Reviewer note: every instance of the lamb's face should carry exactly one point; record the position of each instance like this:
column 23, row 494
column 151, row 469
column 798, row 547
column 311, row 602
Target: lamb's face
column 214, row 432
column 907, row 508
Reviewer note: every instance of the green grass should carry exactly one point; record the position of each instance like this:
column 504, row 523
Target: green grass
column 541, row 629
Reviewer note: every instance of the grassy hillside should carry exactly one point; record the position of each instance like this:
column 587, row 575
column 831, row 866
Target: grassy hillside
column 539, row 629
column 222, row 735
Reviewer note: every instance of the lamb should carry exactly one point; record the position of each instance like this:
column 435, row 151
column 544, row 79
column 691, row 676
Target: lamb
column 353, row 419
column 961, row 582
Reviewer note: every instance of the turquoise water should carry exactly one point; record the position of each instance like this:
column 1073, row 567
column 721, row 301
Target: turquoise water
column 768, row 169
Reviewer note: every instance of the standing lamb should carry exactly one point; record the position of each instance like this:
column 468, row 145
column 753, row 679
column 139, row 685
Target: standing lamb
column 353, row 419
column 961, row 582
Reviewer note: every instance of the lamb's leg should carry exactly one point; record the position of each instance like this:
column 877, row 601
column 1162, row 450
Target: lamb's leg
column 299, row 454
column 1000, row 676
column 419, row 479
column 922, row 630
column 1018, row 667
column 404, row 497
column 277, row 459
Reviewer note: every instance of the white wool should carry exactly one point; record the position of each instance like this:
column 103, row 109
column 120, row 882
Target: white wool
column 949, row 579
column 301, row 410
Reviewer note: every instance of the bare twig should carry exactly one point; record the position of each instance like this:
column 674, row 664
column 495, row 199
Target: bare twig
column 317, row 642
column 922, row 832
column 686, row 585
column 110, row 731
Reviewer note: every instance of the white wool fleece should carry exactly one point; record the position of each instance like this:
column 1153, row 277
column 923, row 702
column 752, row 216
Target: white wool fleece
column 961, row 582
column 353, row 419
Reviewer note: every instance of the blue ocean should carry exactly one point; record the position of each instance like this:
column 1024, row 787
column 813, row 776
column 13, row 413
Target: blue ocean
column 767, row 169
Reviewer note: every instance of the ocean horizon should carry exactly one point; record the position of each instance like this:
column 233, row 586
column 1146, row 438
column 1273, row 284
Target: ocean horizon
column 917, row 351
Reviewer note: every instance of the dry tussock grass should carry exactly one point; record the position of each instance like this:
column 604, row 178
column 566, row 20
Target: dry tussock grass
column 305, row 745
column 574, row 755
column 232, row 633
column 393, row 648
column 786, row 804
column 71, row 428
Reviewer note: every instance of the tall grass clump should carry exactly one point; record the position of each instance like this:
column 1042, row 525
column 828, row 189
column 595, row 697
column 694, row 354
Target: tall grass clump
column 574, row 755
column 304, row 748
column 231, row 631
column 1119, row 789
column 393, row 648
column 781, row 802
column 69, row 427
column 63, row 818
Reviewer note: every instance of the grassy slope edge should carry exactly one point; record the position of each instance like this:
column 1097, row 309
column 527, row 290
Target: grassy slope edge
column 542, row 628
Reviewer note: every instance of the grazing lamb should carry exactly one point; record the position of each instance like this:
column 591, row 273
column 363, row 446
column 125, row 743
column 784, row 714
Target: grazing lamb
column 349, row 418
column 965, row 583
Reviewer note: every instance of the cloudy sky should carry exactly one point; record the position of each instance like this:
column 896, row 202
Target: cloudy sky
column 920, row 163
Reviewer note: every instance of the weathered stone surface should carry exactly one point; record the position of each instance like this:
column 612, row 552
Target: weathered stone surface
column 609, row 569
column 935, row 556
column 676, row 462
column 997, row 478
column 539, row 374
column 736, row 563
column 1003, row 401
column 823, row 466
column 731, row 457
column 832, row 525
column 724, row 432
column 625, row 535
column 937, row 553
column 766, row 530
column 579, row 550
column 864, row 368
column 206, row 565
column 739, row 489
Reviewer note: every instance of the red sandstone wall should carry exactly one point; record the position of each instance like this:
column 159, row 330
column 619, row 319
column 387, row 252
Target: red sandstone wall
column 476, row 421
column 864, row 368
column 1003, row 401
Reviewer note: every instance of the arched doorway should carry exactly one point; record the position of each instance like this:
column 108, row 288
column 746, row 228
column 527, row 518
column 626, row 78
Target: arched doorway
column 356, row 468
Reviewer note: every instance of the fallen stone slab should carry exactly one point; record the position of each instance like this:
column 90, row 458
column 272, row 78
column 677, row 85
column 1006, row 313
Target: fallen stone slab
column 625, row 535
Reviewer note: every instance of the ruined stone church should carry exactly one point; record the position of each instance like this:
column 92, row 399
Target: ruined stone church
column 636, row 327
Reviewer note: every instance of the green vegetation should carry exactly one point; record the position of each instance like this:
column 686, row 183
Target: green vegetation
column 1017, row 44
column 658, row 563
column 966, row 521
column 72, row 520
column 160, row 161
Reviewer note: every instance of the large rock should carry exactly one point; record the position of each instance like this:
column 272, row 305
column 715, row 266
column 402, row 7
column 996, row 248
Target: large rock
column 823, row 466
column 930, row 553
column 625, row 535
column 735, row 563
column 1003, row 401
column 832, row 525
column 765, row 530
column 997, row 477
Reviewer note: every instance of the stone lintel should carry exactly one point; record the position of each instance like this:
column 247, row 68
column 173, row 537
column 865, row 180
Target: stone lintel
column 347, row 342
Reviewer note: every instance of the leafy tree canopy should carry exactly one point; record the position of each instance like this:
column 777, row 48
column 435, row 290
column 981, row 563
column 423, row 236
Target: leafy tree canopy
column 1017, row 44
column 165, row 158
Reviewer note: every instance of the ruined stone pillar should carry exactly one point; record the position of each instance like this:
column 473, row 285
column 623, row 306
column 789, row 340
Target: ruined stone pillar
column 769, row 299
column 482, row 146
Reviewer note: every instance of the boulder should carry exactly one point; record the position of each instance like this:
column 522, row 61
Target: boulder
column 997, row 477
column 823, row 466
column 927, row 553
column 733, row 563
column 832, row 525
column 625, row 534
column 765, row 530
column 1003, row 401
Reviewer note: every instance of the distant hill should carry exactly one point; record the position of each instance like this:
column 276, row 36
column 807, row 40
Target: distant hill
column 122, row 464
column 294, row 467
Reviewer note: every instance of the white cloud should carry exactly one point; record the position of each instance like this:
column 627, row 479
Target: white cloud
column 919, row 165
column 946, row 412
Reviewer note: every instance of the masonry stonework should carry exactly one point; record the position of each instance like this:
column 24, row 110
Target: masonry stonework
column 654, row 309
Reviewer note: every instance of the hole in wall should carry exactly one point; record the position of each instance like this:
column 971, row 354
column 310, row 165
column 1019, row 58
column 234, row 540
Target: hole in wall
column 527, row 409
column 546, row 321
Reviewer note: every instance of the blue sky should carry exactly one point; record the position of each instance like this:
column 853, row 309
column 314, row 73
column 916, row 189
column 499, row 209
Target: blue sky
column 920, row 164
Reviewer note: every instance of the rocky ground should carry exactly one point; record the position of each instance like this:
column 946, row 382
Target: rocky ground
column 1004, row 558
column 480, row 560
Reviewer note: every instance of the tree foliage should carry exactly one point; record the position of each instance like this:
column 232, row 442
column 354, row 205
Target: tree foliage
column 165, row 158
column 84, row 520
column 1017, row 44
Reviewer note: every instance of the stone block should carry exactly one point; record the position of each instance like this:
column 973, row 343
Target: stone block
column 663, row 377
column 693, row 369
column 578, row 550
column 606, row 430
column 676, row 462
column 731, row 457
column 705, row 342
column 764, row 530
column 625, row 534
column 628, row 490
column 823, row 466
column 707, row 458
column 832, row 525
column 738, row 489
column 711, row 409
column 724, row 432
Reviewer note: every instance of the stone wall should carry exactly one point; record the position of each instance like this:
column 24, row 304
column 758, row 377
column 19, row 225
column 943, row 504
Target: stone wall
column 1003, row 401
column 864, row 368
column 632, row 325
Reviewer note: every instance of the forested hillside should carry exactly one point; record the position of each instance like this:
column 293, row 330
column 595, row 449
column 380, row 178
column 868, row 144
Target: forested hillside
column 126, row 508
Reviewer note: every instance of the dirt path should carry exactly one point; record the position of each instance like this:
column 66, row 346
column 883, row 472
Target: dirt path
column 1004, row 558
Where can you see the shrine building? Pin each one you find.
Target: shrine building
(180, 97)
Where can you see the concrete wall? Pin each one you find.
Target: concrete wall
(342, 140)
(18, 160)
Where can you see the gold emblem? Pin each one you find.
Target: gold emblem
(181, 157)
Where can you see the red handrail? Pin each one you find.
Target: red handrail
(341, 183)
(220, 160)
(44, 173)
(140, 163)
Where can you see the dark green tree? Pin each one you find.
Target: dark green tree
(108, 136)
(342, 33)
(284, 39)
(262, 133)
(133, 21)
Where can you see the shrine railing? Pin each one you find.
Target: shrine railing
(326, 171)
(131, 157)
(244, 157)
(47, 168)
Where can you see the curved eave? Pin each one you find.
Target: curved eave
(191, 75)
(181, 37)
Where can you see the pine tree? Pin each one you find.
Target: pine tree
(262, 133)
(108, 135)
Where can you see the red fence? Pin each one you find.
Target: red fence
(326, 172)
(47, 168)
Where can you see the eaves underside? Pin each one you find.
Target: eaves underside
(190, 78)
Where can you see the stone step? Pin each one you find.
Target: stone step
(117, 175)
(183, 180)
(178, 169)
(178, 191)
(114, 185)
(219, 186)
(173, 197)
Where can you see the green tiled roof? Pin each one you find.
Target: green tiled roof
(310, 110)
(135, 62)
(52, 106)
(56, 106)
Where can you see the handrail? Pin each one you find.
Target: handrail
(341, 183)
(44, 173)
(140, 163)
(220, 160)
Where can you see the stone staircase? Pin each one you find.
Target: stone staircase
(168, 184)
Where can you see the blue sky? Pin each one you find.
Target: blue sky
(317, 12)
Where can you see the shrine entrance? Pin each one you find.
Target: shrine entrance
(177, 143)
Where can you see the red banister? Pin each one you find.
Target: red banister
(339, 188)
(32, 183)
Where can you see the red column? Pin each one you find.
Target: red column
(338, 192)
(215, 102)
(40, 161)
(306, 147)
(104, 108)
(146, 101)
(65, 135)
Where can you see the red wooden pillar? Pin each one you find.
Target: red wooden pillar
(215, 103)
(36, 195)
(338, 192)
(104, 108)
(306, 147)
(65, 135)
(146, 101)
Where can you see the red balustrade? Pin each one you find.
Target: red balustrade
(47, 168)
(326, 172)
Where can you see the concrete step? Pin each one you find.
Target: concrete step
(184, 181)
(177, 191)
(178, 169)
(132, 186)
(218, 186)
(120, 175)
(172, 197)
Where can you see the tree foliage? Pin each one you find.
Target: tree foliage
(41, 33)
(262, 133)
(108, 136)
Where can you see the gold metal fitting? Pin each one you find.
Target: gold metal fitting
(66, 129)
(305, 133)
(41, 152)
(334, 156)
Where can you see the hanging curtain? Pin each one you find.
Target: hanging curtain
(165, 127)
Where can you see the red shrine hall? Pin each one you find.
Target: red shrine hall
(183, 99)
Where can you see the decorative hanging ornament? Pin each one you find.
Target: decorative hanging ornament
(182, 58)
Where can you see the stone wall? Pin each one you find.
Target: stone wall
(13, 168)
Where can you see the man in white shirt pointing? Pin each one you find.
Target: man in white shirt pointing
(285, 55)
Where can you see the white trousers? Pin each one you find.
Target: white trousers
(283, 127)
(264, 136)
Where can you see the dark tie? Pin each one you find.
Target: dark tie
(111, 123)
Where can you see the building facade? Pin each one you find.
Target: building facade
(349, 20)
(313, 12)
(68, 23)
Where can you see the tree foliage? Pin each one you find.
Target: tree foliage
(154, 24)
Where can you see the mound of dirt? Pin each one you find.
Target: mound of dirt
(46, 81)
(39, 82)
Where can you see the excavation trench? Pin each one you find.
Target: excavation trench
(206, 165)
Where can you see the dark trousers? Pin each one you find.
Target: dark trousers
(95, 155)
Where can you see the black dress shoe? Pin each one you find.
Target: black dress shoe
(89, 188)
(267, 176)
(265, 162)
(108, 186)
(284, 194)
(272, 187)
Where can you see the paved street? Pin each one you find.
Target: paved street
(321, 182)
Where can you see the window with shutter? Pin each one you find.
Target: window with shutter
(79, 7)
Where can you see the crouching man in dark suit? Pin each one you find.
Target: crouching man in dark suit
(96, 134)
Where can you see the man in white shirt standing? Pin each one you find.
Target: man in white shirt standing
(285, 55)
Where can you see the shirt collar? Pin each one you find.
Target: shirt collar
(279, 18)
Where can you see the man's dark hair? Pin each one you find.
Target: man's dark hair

TASK GOAL:
Rewrite everything from the line containing "Reviewer note: every instance of the blue sky" down to the line containing "column 480, row 560", putting "stony ground" wherever "rocky ground" appears and changing nothing else.

CORRECT RESULT:
Reviewer note: every instance of the blue sky should carry exactly one point; record the position of each instance like this:
column 853, row 309
column 314, row 73
column 916, row 189
column 499, row 209
Target: blue sky
column 920, row 164
Reviewer note: every instance of the stony ground should carry exactly one point; record the position of each instance like this:
column 946, row 382
Target: stony ground
column 1004, row 558
column 480, row 560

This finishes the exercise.